─── DATA SUPPLIED
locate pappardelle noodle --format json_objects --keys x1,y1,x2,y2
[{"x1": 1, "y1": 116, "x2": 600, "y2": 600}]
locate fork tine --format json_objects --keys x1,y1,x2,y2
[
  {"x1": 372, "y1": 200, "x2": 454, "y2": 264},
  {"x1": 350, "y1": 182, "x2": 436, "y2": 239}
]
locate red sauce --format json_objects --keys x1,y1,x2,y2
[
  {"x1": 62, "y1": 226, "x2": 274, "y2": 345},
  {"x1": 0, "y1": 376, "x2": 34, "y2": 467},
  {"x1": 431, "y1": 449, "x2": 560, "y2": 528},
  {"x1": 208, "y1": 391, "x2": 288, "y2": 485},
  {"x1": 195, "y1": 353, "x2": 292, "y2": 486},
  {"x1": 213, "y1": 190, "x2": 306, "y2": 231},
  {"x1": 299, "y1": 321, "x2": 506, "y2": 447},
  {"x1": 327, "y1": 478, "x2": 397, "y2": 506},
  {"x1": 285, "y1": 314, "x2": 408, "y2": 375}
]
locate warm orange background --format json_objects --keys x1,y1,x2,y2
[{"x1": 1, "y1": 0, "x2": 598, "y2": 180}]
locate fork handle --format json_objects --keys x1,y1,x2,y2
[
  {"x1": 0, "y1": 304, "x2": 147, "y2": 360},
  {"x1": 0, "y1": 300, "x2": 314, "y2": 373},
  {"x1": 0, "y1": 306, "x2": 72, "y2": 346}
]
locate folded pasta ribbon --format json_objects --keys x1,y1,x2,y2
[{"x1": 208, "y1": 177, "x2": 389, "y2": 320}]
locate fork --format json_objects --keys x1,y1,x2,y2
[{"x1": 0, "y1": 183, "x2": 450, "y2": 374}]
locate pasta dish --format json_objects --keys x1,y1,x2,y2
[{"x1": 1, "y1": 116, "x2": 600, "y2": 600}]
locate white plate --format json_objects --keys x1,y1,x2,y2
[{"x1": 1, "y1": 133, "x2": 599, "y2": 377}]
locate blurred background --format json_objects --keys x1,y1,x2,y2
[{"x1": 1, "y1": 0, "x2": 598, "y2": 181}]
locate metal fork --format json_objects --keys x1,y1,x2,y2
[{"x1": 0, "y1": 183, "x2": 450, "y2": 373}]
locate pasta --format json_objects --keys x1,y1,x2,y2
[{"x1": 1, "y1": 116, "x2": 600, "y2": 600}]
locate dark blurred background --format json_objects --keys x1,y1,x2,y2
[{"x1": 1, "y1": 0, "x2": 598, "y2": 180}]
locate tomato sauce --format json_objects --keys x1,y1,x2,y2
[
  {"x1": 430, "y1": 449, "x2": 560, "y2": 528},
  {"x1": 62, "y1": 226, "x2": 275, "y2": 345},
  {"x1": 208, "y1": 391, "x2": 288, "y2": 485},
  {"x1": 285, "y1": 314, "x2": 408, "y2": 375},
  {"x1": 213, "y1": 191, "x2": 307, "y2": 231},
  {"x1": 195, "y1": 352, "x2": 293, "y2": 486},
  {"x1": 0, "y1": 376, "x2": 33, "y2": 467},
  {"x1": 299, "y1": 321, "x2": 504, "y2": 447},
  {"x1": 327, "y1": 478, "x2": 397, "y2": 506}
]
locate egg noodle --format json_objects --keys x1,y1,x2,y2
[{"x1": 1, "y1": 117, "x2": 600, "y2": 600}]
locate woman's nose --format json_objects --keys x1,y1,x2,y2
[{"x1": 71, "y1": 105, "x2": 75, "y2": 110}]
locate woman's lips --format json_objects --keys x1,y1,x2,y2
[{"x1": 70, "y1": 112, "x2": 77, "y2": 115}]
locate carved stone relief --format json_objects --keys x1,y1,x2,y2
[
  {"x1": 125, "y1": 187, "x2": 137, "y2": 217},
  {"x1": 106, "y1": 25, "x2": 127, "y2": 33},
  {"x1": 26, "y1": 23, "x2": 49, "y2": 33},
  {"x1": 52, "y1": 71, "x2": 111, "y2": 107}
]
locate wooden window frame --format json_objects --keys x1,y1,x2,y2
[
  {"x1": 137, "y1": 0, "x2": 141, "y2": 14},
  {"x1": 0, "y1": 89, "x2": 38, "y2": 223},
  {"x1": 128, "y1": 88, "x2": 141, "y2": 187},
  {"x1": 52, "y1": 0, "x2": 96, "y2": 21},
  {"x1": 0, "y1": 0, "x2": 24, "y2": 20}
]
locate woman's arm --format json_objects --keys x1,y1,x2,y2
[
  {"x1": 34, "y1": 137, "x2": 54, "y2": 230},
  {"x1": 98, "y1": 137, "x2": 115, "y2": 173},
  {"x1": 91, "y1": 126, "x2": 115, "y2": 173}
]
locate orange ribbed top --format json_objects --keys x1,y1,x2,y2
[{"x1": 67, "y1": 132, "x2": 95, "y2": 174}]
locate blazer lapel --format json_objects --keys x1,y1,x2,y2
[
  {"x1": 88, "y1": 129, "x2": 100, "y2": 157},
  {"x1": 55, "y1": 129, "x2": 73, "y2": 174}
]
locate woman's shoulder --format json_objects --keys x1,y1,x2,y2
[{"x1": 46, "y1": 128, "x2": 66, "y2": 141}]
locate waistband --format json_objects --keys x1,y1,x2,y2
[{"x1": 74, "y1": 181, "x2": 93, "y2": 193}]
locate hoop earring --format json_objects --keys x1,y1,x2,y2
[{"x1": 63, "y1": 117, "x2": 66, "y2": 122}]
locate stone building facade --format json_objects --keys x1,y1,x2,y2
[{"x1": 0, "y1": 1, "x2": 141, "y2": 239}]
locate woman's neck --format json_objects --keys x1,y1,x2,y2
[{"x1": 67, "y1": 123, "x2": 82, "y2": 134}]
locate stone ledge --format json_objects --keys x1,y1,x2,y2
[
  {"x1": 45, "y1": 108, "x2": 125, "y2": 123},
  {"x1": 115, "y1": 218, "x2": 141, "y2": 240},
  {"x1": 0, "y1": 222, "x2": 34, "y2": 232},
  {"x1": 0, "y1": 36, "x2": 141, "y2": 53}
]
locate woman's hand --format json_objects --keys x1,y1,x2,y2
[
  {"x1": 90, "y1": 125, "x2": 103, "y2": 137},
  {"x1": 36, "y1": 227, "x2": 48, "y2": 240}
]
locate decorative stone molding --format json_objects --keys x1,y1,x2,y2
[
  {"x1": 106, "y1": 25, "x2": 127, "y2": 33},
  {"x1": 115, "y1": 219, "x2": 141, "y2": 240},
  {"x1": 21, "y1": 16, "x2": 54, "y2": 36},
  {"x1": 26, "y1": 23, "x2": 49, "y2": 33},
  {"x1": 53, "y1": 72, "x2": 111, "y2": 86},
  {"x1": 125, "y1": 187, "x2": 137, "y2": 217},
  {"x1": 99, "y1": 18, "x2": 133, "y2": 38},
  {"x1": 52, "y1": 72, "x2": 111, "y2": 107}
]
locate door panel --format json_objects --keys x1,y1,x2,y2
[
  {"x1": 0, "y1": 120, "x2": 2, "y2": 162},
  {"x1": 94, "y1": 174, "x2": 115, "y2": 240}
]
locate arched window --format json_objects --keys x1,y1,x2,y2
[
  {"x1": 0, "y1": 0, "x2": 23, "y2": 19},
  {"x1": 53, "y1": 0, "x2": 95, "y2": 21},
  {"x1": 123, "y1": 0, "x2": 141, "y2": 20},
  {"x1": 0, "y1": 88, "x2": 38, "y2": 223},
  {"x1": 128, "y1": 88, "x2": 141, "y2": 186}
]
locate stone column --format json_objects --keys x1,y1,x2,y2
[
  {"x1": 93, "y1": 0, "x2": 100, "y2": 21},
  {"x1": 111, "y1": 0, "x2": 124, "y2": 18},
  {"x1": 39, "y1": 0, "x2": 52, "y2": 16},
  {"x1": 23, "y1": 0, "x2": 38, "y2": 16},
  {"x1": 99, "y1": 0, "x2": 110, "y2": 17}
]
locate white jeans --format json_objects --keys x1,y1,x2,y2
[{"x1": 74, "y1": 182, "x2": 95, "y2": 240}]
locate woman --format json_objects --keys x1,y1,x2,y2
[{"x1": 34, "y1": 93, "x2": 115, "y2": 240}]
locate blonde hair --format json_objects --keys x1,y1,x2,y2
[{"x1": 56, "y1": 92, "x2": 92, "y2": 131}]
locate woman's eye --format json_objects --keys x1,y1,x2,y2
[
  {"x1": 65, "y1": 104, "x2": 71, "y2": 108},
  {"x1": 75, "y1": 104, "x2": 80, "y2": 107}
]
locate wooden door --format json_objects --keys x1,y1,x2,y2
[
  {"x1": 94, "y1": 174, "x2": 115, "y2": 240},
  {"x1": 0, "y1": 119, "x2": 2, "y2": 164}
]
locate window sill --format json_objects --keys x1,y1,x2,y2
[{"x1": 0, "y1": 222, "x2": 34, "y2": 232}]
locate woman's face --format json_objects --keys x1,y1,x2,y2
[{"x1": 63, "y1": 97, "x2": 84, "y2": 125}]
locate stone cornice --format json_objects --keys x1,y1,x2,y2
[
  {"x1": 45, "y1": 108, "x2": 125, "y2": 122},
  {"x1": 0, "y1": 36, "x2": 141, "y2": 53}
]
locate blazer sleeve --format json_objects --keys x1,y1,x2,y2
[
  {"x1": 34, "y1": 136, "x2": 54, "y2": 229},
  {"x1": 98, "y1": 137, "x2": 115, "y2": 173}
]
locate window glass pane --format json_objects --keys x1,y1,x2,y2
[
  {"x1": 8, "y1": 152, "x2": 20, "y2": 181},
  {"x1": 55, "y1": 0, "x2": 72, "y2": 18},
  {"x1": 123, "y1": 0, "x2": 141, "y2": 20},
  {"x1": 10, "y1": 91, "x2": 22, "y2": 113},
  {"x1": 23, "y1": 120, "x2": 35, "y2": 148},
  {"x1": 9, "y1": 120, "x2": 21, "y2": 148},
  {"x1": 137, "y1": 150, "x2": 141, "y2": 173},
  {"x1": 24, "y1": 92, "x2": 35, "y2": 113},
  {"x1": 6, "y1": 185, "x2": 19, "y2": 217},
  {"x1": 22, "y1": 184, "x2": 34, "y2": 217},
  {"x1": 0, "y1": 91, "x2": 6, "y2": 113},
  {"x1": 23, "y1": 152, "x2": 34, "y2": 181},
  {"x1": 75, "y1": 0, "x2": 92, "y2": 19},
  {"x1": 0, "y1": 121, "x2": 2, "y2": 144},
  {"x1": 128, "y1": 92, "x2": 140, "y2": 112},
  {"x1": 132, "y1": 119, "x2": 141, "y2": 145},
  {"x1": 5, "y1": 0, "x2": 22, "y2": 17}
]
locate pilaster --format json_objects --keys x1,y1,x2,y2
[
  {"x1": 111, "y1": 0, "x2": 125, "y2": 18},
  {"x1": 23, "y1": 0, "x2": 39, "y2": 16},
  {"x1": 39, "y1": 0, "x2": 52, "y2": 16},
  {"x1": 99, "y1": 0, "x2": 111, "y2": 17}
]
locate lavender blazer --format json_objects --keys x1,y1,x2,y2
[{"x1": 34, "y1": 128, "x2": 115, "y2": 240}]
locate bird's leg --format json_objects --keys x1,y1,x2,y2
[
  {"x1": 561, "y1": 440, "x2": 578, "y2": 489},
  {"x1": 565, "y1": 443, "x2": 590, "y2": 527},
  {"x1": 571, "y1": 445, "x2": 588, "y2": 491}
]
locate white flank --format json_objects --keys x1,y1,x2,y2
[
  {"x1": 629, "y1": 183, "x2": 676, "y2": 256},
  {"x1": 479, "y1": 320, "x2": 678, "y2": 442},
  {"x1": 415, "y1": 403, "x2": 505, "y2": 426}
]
──────
Find "locate lavender blazer" in the records. Copy its line and every line after it, exactly, through the last one.

* _ANSWER BOX_
locate lavender blazer --format json_objects --keys x1,y1,x2,y2
[{"x1": 34, "y1": 128, "x2": 115, "y2": 240}]
locate bird's leg --format json_objects --keys x1,y1,x2,y2
[
  {"x1": 561, "y1": 440, "x2": 578, "y2": 489},
  {"x1": 565, "y1": 443, "x2": 590, "y2": 527},
  {"x1": 571, "y1": 445, "x2": 588, "y2": 491}
]
locate white flank --format json_objects --keys x1,y1,x2,y2
[
  {"x1": 629, "y1": 183, "x2": 676, "y2": 256},
  {"x1": 479, "y1": 320, "x2": 678, "y2": 442},
  {"x1": 415, "y1": 403, "x2": 505, "y2": 426}
]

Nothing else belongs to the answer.